::: SOURCE EXTRACT
It is hereby certified that:

         1. The name of the corporation (hereinafter called the "Corporation")
is United Road Services, Inc.

         2. The Certificate of Powers, Designations, Preferences and Rights of
the Series A Participating Convertible Preferred Stock, par value $0.001 per
share, of the Corporation, which was filed by the Secretary of State of Delaware
on July 20, 2000, is hereby corrected.

         3. The inaccuracy to be corrected in said instrument is as follows:

                  "4. Liquidation.

                           (a) Liquidation Preference. Upon any liquidation,
            dissolution or winding up of the Corporation, whether voluntary or
            involuntary (a "Liquidation Event"), holders of each outstanding
            share of Series A Preferred Stock shall be entitled to be paid out
            of the assets of the Corporation available for distribution to
            stockholders, whether such assets are capital, surplus or earnings,
            and before any amount shall be paid or distributed to the holders of
            any other capital stock of the Corporation, an amount per share of
            Series A Preferred Stock in cash equal to the sum of (i) $38.832 per
            share, adjusted appropriately for stock splits, reverse stock
            splits, stock dividends, recapitalizations and the like in the same
            manner as the Conversion Price is adjusted in accordance with
            Section 5(f) (the "Series A Preferred Base Liquidation Amount"),
            plus (ii) the amount of any and all unpaid Series A Preferred
            Cumulative Dividends (together with the Series A Preferred Base
            Liquidation Amount, the "Series A Preferred Liquidation Preference
            Amount"); provided, however, that if,


<PAGE>


            upon any Liquidation Event, the amounts payable with respect to the
            Series A Preferred Stock are not paid in full, the holders of the
            Series A Preferred Stock shall share ratably in any distribution of
            assets in proportion to the amounts that would be payable to such
            holders if such assets were sufficient to permit payment in full. If
            and to the extent that the holders of the outstanding shares of
            Series A Preferred Stock have received all the Series A Preferred
            Liquidation Preference Amount, the holders of Series A Preferred
            Stock shall thereafter share ratably with the holders of Common
            Stock in the value received for the remaining assets and properties
            of the Corporation, if any, with distributions and payments, as the
            case may be, to be made to the holders of Series A Preferred Stock
            as if each share of Series A Preferred Stock had been converted into
            the number of shares of Common Stock into which each such share of
            Series A Preferred Stock could be converted pursuant to the
            provisions of Section 5(a) immediately prior to any such Liquidation
            Event."
::::::
::: EXTRACTED RECORDS
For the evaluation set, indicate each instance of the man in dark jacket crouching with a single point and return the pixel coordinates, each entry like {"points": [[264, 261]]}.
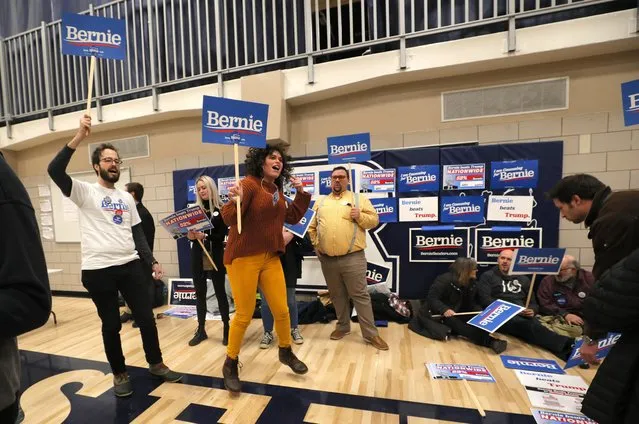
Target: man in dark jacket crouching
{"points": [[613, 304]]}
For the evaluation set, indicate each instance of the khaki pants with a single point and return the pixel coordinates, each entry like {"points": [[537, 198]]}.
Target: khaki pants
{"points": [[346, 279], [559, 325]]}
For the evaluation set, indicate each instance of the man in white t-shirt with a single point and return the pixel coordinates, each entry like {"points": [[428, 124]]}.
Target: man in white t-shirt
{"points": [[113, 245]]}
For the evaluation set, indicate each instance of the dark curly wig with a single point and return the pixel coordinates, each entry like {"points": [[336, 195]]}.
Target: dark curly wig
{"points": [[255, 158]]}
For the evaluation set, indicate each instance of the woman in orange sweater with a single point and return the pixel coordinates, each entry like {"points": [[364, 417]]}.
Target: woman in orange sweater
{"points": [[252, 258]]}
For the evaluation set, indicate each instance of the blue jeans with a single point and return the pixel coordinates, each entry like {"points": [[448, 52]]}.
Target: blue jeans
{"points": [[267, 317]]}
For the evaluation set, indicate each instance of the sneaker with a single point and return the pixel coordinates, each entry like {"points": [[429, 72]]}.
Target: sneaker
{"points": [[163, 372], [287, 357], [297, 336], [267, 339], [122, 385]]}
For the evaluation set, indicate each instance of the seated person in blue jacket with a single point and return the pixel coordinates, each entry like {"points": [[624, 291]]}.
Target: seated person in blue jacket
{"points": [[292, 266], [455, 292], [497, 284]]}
::::::
▶ _WHAT THIS TASK INVOLVES_
Quote the certificate of correction in full, word for word. Work from the certificate of correction alone, not from the items.

▶ _OUTPUT OF THE EXERCISE_
It is hereby certified that:

         1. The name of the corporation (hereinafter called the "Corporation")
is United Road Services, Inc.

         2. The Certificate of Powers, Designations, Preferences and Rights of
the Series A Participating Convertible Preferred Stock, par value $0.001 per
share, of the Corporation, which was filed by the Secretary of State of Delaware
on July 20, 2000, is hereby corrected.

         3. The inaccuracy to be corrected in said instrument is as follows:

                  "4. Liquidation.

                           (a) Liquidation Preference. Upon any liquidation,
            dissolution or winding up of the Corporation, whether voluntary or
            involuntary (a "Liquidation Event"), holders of each outstanding
            share of Series A Preferred Stock shall be entitled to be paid out
            of the assets of the Corporation available for distribution to
            stockholders, whether such assets are capital, surplus or earnings,
            and before any amount shall be paid or distributed to the holders of
            any other capital stock of the Corporation, an amount per share of
            Series A Preferred Stock in cash equal to the sum of (i) $38.832 per
            share, adjusted appropriately for stock splits, reverse stock
            splits, stock dividends, recapitalizations and the like in the same
            manner as the Conversion Price is adjusted in accordance with
            Section 5(f) (the "Series A Preferred Base Liquidation Amount"),
            plus (ii) the amount of any and all unpaid Series A Preferred
            Cumulative Dividends (together with the Series A Preferred Base
            Liquidation Amount, the "Series A Preferred Liquidation Preference
            Amount"); provided, however, that if,


<PAGE>


            upon any Liquidation Event, the amounts payable with respect to the
            Series A Preferred Stock are not paid in full, the holders of the
            Series A Preferred Stock shall share ratably in any distribution of
            assets in proportion to the amounts that would be payable to such
            holders if such assets were sufficient to permit payment in full. If
            and to the extent that the holders of the outstanding shares of
            Series A Preferred Stock have received all the Series A Preferred
            Liquidation Preference Amount, the holders of Series A Preferred
            Stock shall thereafter share ratably with the holders of Common
            Stock in the value received for the remaining assets and properties
            of the Corporation, if any, with distributions and payments, as the
            case may be, to be made to the holders of Series A Preferred Stock
            as if each share of Series A Preferred Stock had been converted into
            the number of shares of Common Stock into which each such share of
            Series A Preferred Stock could be converted pursuant to the
            provisions of Section 5(a) immediately prior to any such Liquidation
            Event."